Data extract:
——

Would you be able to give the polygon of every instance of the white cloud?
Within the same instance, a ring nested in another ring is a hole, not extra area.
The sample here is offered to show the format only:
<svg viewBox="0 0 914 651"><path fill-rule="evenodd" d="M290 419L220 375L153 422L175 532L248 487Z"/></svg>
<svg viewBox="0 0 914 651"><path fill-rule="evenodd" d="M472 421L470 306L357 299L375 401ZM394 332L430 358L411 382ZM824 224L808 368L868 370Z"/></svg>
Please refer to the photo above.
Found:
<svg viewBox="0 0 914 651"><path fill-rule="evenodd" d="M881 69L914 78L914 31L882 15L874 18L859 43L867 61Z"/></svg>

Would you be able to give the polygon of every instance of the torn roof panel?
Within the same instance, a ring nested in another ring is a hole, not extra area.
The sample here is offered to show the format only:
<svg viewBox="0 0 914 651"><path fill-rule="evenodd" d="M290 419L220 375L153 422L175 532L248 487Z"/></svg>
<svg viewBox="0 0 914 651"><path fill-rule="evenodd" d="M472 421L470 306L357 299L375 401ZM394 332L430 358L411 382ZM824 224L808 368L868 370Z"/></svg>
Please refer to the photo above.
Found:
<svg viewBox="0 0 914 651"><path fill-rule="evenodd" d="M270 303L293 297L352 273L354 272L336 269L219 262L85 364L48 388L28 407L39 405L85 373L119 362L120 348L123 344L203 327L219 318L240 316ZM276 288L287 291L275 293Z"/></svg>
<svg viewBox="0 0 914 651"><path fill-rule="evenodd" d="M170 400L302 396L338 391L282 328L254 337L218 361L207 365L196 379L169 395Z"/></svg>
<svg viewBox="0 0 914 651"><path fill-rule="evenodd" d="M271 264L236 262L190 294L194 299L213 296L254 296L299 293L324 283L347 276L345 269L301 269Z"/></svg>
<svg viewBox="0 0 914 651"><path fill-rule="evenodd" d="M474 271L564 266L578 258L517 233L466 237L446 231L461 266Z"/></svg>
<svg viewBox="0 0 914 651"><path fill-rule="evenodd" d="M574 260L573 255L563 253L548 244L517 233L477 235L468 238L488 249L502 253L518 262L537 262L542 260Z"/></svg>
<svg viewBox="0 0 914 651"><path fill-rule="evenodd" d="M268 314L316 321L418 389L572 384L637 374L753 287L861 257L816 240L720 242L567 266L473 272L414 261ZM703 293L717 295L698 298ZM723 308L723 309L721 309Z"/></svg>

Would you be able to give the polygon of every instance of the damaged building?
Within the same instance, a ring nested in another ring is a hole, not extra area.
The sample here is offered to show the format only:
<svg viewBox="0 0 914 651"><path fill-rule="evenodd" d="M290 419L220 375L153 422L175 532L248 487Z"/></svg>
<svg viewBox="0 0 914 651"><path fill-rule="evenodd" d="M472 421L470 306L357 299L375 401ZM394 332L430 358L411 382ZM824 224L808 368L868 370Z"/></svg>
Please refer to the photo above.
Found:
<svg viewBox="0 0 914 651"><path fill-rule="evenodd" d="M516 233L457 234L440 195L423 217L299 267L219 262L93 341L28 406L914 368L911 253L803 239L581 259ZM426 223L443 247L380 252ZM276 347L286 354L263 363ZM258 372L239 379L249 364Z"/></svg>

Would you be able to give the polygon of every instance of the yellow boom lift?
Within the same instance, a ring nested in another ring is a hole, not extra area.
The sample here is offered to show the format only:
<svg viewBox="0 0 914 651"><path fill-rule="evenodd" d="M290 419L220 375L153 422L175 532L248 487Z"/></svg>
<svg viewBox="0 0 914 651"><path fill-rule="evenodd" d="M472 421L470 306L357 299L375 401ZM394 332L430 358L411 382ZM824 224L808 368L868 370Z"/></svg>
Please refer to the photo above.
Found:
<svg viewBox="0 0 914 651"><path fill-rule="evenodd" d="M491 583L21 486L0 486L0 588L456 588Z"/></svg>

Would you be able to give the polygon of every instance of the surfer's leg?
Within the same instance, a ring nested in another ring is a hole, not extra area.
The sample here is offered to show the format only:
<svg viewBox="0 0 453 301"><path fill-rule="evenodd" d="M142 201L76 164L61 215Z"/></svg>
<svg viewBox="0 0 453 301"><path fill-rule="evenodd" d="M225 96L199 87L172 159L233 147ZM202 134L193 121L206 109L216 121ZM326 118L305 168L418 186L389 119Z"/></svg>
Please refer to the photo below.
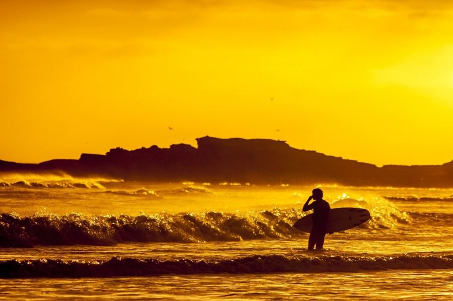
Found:
<svg viewBox="0 0 453 301"><path fill-rule="evenodd" d="M312 229L310 232L310 236L309 237L309 250L313 250L315 248L315 244L316 243L316 229L314 228Z"/></svg>
<svg viewBox="0 0 453 301"><path fill-rule="evenodd" d="M326 237L326 231L319 231L316 237L316 249L322 249L324 245L324 238Z"/></svg>

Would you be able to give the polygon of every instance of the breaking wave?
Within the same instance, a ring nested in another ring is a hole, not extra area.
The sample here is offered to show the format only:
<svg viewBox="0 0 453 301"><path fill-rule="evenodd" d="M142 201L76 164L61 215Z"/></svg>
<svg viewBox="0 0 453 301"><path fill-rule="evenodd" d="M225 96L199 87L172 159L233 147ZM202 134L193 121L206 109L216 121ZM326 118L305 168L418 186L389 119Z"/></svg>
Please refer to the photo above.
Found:
<svg viewBox="0 0 453 301"><path fill-rule="evenodd" d="M104 188L104 186L97 182L28 182L22 180L14 183L0 182L0 187L17 187L19 188Z"/></svg>
<svg viewBox="0 0 453 301"><path fill-rule="evenodd" d="M184 188L169 190L158 190L159 194L184 195L188 194L212 193L208 189L203 187L185 187Z"/></svg>
<svg viewBox="0 0 453 301"><path fill-rule="evenodd" d="M343 200L340 205L347 205L354 202ZM372 217L370 222L361 227L379 231L409 222L406 213L398 211L385 203L377 204L361 204L370 209ZM336 204L338 205L333 205ZM0 214L0 247L290 238L307 235L292 227L306 214L300 208L274 208L242 214L210 212L136 216L72 213L20 217L4 213Z"/></svg>
<svg viewBox="0 0 453 301"><path fill-rule="evenodd" d="M163 195L185 195L188 194L199 194L201 193L212 193L207 189L203 187L185 187L178 189L161 190L154 191L142 188L135 191L129 190L107 190L106 193L118 194L125 196L146 196L155 198L162 197Z"/></svg>
<svg viewBox="0 0 453 301"><path fill-rule="evenodd" d="M147 276L166 274L360 272L453 268L453 255L396 257L254 255L221 260L162 260L112 257L106 261L16 259L0 262L3 278Z"/></svg>
<svg viewBox="0 0 453 301"><path fill-rule="evenodd" d="M427 200L434 200L434 201L453 201L453 195L450 195L449 196L445 196L444 197L436 197L432 196L384 196L387 199L391 199L392 200L406 200L406 201L410 201L410 202L420 202L420 201L427 201Z"/></svg>
<svg viewBox="0 0 453 301"><path fill-rule="evenodd" d="M104 192L105 193L111 193L112 194L118 194L119 195L123 195L125 196L145 196L146 197L156 198L160 197L160 196L157 192L144 188L133 191L129 191L127 190L107 190L104 191Z"/></svg>

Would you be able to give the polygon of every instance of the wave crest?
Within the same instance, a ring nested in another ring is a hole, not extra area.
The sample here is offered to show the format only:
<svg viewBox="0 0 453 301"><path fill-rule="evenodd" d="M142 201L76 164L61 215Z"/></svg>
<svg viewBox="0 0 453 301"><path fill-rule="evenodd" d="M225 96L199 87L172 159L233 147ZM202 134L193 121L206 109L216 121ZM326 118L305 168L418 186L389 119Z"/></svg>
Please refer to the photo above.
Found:
<svg viewBox="0 0 453 301"><path fill-rule="evenodd" d="M388 269L453 268L453 255L394 257L255 255L221 260L161 260L113 257L107 261L15 259L0 262L0 277L73 277L165 274L360 272Z"/></svg>

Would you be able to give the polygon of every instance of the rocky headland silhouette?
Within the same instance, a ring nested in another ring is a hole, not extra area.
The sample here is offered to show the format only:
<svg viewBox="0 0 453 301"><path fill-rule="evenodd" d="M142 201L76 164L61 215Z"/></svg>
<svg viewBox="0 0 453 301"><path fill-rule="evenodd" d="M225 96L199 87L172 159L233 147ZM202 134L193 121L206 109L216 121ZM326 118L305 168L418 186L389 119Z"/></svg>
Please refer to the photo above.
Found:
<svg viewBox="0 0 453 301"><path fill-rule="evenodd" d="M338 183L353 186L453 187L453 161L440 165L375 165L297 149L265 139L196 139L188 144L120 148L105 155L38 164L0 160L0 172L64 172L125 181L223 181L253 184Z"/></svg>

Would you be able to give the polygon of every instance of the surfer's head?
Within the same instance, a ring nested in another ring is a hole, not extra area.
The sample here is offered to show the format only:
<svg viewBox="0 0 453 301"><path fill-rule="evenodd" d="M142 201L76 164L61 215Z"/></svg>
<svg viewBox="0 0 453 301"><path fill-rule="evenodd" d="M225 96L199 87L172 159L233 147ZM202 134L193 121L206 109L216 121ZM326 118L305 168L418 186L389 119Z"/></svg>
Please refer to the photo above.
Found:
<svg viewBox="0 0 453 301"><path fill-rule="evenodd" d="M319 188L315 188L312 191L312 194L315 199L321 199L323 198L323 190Z"/></svg>

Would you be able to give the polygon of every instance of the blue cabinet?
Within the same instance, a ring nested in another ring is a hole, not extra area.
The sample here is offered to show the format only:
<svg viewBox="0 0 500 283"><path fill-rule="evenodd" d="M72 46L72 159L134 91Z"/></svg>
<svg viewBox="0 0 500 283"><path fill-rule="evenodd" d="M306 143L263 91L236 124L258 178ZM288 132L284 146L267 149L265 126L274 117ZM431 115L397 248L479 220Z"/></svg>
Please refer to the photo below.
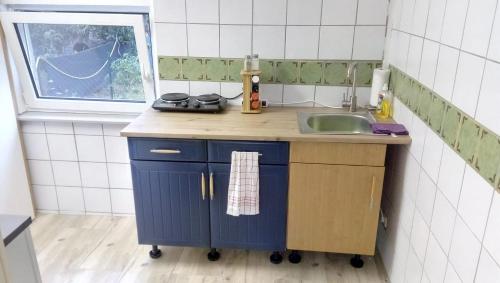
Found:
<svg viewBox="0 0 500 283"><path fill-rule="evenodd" d="M132 160L131 167L139 243L209 247L207 164Z"/></svg>
<svg viewBox="0 0 500 283"><path fill-rule="evenodd" d="M286 249L288 167L259 166L259 214L226 214L231 164L209 163L214 196L210 201L211 246L214 248Z"/></svg>

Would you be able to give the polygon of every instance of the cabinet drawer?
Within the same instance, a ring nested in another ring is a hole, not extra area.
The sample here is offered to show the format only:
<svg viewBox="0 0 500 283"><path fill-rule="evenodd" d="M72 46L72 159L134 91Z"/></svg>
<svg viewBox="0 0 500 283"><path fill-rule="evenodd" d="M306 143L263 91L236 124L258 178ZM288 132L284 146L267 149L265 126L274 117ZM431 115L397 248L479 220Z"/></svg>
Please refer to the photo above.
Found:
<svg viewBox="0 0 500 283"><path fill-rule="evenodd" d="M259 164L288 164L287 142L208 141L209 162L231 162L233 151L256 151Z"/></svg>
<svg viewBox="0 0 500 283"><path fill-rule="evenodd" d="M129 138L128 146L132 160L207 160L204 140Z"/></svg>
<svg viewBox="0 0 500 283"><path fill-rule="evenodd" d="M296 163L384 166L385 144L292 142L290 161Z"/></svg>

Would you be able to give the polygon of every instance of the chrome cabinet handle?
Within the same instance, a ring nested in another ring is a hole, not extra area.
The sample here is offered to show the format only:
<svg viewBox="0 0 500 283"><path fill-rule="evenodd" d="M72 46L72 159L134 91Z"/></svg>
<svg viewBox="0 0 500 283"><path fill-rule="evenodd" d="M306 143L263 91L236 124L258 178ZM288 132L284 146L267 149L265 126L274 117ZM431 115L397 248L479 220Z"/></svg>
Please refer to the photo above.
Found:
<svg viewBox="0 0 500 283"><path fill-rule="evenodd" d="M210 173L210 200L214 199L214 174Z"/></svg>
<svg viewBox="0 0 500 283"><path fill-rule="evenodd" d="M201 172L201 198L205 200L205 173Z"/></svg>
<svg viewBox="0 0 500 283"><path fill-rule="evenodd" d="M151 149L149 152L158 154L179 154L181 153L178 149Z"/></svg>

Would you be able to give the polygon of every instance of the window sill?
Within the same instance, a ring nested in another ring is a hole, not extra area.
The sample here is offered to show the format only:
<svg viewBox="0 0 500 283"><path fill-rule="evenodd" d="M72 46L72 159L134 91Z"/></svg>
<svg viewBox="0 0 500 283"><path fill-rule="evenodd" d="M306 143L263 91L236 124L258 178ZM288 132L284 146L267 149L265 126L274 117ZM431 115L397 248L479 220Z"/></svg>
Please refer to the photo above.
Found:
<svg viewBox="0 0 500 283"><path fill-rule="evenodd" d="M99 124L128 124L140 114L97 114L28 111L17 115L18 121L84 122Z"/></svg>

——

Aim of the task:
Copy word for word the lines from the one containing "the surfer's leg?" through the one containing "237L326 231L319 231L316", including both of those lines. Leave the picture out of your copy.

Solution to the problem:
Would you be able to give the polygon of every instance of the surfer's leg?
Within the same instance, a ring nested in another ring is a hole, not extra area.
The sample here is offered to show the format only:
<svg viewBox="0 0 453 301"><path fill-rule="evenodd" d="M142 201L76 164L61 215Z"/></svg>
<svg viewBox="0 0 453 301"><path fill-rule="evenodd" d="M225 96L199 87L172 159L233 147ZM202 134L193 121L206 109L216 121ZM326 118L305 168L418 186L389 119Z"/></svg>
Please refer to the photo below.
Found:
<svg viewBox="0 0 453 301"><path fill-rule="evenodd" d="M312 229L310 232L310 236L309 237L309 250L313 250L315 248L315 244L316 243L316 229L314 228Z"/></svg>
<svg viewBox="0 0 453 301"><path fill-rule="evenodd" d="M326 237L326 231L319 231L316 237L316 249L322 249L324 245L324 238Z"/></svg>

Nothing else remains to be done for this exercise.